Saved data entries
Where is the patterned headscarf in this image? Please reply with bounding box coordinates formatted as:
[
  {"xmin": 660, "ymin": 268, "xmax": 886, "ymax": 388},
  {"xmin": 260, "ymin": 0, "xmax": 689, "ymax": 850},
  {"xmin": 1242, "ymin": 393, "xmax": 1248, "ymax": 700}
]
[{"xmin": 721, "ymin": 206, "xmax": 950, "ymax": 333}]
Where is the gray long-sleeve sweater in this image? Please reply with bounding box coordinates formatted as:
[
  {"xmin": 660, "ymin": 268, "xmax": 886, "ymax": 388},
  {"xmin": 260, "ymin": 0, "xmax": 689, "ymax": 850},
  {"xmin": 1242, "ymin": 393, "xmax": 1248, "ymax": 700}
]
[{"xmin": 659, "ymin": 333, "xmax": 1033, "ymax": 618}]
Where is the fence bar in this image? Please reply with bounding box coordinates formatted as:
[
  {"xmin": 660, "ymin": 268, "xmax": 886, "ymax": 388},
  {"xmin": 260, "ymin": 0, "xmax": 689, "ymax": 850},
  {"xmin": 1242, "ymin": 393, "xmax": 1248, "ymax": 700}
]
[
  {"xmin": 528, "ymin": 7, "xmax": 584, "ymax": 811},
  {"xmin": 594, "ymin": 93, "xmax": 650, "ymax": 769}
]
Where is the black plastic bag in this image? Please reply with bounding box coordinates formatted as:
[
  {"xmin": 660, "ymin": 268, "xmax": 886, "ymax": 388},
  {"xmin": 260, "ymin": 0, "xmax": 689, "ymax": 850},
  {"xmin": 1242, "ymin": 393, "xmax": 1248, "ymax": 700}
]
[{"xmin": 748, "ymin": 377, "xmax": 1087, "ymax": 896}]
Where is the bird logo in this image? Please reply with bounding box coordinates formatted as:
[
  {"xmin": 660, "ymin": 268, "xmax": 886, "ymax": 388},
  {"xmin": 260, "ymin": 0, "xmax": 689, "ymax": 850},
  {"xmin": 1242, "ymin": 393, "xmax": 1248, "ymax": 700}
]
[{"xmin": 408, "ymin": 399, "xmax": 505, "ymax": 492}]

Directions for this task: Find every line in the entries above that contains the string "formatted", and copy each of those lines in full. Treat uppercase and lowercase letters as different.

Task response:
Where is the patterned headscarf in this image? Please reply with bounding box coordinates formatted as:
Where is the gray long-sleeve sweater in this image? Please reply with bounding box coordinates formatted as:
Where is the fence bar in this image? Please reply with bounding box coordinates formatted as:
Where is the black plastic bag in this image? Please reply with bounding box coordinates formatted as:
Where is the bird logo in this image? Please reply with bounding box coordinates formatted as:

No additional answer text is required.